» **DETALHES DO EXERCÍCIO**:
Atualize o texto sobre o tráfico de drogas, substituindo "gângsteres" por "mafiosos". Reescreva a parte que começa nas palavras "Assim como os" e pare depois de "que vicia rapidamente.".

» **SEGMENTO DO DOCUMENTO**:
Apesar de todo o custoso aparato empregado na repressão ao tráfico, o uso de drogas não cai, e não é por incompetência das autoridades. Em 2007, a polícia paulista havia aumentado em 56 por cento as prisões de traficantes (dados do Departamento Penitenciário Nacional – DEPEN), e nem por isso houve redução no consumo. O Estado do Rio de Janeiro despendeu aproximados R$ 120 milhões na luta contra os traficantes.
Estima-se que o Primeiro Comando da Capital (PCC) fature RS 2 milhões mensais com o tráfico dentro dos presídios paulistas, segundo o Ministério Público Estadual.
Assim como os gângsteres americanos dos anos vinte batizavam ou falsificavam as bebidas alcoólicas para aumentar seu lucro, os barões da droga fazem o mesmo, com grandes riscos para a saúde dos usuários, que aspiram pó de mármore, talco ou vidro moído misturados à cocaína, ou crack misturado à maconha, chamada “craconha”, que vicia rapidamente.
Pela extrema violência na luta entre traficantes, o México é a bola da vez quando o assunto é tráfico de drogas, sendo classificado como um “estado falido”, uma inverdade. O presidente Felipe Calderón tem alocado grande parte das forças policiais e militares na guerra contra as drogas: 45 mil soldados e 29 mil, policiais federais, mas o inimigo parece mais forte e organizado.
Uma curiosidade é que o México, assim como o Rio de Janeiro, gasta com a repressão, anualmente, praticamente os mesmos valores que o tráfico arrecada (US$ 40 bilhões e R$ 129 milhões, respectivamente).
Em números de 2008, cerca de 208 milhões de pessoas usaram drogas em todo o mundo, o equivalente a toda a população do Brasil, mas a grande iniqüidade é que 2,5 milhões de pessoas morrem anualmente em decorrência do consumo do álcool, enquanto as drogas ilícitas matam apenas 200 mil pessoas anualmente, e o cigarro, 250 mil.

» **Registros de um conjunto de dados**:
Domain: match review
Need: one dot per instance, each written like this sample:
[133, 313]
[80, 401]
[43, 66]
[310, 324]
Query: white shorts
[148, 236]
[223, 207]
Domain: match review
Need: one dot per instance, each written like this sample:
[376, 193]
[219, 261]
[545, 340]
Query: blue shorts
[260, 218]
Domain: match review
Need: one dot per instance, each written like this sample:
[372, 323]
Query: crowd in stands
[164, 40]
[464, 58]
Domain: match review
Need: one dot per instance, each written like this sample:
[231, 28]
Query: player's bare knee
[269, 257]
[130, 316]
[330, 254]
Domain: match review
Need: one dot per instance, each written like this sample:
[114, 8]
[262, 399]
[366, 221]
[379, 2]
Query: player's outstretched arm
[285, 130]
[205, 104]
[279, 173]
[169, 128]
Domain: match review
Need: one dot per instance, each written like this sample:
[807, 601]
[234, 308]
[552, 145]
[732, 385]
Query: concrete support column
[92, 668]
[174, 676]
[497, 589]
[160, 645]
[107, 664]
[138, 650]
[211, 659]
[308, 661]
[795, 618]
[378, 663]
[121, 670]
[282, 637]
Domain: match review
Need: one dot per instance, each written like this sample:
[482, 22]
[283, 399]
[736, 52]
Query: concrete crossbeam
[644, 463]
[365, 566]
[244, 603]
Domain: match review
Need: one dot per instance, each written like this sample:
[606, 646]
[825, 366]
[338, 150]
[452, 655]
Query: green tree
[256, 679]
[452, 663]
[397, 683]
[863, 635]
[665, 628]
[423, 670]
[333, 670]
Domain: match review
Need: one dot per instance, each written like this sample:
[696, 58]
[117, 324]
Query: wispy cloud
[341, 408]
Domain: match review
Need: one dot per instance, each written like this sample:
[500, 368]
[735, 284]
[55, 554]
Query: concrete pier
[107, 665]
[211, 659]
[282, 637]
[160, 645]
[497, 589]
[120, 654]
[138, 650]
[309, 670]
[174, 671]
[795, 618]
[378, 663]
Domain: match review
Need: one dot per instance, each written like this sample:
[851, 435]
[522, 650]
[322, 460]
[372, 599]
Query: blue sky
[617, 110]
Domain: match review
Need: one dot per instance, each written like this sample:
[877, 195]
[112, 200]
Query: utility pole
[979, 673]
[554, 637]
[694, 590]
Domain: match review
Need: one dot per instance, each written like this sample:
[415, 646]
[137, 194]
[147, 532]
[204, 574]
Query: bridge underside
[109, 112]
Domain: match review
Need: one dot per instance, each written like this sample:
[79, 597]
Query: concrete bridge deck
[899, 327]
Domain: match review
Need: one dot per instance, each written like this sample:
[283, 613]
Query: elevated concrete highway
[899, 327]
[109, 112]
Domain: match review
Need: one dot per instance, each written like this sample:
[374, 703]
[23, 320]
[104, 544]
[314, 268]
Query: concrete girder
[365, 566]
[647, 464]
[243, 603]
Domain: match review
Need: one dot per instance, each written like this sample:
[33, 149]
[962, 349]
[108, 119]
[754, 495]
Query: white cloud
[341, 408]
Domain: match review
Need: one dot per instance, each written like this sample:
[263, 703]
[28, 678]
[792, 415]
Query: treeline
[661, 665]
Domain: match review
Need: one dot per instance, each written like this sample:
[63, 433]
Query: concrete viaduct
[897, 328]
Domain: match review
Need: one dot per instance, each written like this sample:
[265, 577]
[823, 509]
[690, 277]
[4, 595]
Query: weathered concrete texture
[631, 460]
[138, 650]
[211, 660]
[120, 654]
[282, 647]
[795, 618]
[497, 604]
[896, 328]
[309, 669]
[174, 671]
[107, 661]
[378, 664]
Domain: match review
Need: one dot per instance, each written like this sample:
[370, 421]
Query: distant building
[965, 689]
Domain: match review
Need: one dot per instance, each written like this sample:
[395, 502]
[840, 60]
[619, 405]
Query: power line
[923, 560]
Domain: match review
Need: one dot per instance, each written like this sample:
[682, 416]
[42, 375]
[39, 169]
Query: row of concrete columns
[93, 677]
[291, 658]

» **EXERCÍCIO RESOLVIDO**:
Assim como os mafiosos americanos dos anos vinte batizavam ou falsificavam as bebidas alcoólicas para aumentar seu lucro, os barões da droga fazem o mesmo, com grandes riscos para a saúde dos usuários, que aspiram pó de mármore, talco ou vidro moído misturados à cocaína, ou crack misturado à maconha, chamada “craconha”, que vicia rapidamente.